Exercise instructions: This exercise requires an exact copy of each line from the one containing "Phrase: overhead catenary wire" down to the last line below.

-- Opening Marker --

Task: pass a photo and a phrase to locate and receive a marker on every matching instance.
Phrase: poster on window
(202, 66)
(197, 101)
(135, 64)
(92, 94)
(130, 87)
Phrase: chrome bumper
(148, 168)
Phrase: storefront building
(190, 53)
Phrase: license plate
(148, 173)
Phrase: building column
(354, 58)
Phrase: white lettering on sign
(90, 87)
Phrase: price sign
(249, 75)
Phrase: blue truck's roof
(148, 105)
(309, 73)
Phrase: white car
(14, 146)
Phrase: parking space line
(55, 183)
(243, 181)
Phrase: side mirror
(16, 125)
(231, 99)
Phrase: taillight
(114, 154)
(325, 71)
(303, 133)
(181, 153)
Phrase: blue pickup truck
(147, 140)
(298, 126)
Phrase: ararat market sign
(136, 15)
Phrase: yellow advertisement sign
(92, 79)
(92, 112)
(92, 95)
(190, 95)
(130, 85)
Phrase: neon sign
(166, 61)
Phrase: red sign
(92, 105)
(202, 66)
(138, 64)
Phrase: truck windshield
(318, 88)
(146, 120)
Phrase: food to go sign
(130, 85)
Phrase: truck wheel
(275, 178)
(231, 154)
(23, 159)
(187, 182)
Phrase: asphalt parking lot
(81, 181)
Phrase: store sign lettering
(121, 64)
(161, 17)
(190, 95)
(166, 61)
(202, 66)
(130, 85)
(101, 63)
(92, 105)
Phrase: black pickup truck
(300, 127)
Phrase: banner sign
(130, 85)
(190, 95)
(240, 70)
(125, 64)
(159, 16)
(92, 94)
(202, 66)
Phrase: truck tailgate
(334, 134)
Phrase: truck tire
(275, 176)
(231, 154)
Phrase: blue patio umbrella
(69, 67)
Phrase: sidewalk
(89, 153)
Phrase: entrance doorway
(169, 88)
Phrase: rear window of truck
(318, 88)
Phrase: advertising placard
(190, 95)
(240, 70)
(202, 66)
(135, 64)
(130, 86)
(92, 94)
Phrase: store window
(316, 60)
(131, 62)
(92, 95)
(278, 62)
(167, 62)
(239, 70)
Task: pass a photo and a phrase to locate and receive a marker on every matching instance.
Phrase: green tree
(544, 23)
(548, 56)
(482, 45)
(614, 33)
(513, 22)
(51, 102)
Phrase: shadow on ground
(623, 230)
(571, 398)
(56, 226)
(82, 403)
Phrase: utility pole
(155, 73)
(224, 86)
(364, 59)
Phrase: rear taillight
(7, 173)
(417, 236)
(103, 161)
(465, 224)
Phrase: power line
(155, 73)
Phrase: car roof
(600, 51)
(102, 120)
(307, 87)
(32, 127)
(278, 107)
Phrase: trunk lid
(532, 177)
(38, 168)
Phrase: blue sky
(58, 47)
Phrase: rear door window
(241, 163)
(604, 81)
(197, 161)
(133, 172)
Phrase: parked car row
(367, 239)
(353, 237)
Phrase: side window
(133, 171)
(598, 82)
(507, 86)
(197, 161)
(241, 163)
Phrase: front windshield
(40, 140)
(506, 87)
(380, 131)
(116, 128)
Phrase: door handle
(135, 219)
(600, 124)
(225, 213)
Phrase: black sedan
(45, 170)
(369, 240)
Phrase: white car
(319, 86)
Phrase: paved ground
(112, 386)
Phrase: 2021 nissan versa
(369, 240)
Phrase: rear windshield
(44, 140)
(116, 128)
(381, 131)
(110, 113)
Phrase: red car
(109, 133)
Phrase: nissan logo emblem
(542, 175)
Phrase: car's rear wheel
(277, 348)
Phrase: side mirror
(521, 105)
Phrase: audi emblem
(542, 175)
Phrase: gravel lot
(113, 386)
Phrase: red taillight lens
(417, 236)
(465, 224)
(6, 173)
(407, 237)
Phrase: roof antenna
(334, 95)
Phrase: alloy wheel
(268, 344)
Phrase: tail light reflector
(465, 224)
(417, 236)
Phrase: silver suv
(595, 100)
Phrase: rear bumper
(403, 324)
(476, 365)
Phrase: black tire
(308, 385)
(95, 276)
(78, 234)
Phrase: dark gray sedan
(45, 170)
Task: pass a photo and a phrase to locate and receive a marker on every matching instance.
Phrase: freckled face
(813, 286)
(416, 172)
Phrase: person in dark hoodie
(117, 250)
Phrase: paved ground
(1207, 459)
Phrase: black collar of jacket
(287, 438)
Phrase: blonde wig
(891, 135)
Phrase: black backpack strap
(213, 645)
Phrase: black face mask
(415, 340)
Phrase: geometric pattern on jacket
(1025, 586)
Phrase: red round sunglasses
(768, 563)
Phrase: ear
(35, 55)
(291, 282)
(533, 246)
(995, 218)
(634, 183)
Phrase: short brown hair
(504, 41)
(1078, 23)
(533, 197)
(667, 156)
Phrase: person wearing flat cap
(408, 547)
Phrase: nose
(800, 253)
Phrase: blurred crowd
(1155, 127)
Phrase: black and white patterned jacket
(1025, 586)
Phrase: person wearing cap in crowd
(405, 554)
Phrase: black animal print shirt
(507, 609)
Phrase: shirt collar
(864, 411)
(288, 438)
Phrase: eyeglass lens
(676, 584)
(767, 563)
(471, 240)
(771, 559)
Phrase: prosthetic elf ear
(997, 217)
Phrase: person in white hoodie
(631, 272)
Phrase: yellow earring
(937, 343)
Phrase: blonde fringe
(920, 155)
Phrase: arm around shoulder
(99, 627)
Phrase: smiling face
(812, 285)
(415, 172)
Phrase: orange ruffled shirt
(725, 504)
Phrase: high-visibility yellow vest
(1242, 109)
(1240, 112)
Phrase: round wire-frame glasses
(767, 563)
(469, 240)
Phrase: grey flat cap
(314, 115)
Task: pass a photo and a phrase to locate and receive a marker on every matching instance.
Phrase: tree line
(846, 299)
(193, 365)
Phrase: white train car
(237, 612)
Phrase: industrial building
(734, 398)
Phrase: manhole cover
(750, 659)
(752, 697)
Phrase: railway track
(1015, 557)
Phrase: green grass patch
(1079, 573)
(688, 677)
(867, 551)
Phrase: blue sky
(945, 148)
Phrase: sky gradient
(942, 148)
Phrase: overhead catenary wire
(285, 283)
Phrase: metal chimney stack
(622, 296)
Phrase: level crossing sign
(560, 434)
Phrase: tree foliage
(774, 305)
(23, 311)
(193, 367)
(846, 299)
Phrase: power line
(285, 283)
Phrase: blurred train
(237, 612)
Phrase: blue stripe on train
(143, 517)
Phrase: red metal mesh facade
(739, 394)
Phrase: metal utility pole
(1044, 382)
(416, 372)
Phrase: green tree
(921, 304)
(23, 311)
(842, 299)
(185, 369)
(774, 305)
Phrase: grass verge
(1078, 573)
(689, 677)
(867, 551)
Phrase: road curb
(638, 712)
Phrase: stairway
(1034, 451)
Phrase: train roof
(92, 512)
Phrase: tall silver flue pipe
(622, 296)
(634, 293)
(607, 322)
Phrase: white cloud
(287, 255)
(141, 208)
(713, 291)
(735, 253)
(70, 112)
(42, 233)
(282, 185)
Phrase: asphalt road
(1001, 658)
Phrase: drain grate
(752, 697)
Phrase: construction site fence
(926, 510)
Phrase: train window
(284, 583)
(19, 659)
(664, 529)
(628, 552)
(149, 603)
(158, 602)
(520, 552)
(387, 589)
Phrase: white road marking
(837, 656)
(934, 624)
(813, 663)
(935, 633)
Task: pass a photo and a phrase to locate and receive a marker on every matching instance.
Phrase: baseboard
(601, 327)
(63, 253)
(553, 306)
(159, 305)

-- Closing Marker --

Result:
Phrase: overhead catenary wire
(285, 283)
Phrase: metal chimney stack
(622, 296)
Phrase: level crossing sign
(560, 434)
Phrase: tree foliage
(774, 305)
(23, 311)
(193, 367)
(846, 299)
Phrase: power line
(285, 283)
Phrase: blurred train
(237, 612)
Phrase: blue stripe on train
(143, 517)
Phrase: red metal mesh facade
(739, 394)
Phrase: metal utility pole
(1044, 382)
(416, 372)
Phrase: green tree
(921, 304)
(23, 311)
(842, 299)
(185, 369)
(774, 305)
Phrase: grass verge
(1078, 573)
(689, 677)
(867, 551)
Phrase: road curb
(638, 712)
Phrase: stairway
(1034, 451)
Phrase: train roof
(92, 512)
Phrase: tall silver flue pipe
(622, 296)
(634, 293)
(607, 322)
Phrase: white cloud
(287, 255)
(141, 208)
(713, 291)
(735, 253)
(70, 112)
(42, 233)
(282, 185)
Phrase: asphalt road
(1001, 658)
Phrase: drain grate
(752, 697)
Phrase: construction site fence
(926, 510)
Phrase: train window
(284, 583)
(19, 659)
(664, 529)
(628, 552)
(149, 603)
(158, 602)
(520, 552)
(387, 589)
Phrase: white road marking
(837, 656)
(934, 624)
(813, 663)
(935, 633)
Task: pass a photo and a phrase to locate and receive a marker on every matching instance.
Phrase: baseboard
(601, 327)
(63, 253)
(553, 306)
(159, 305)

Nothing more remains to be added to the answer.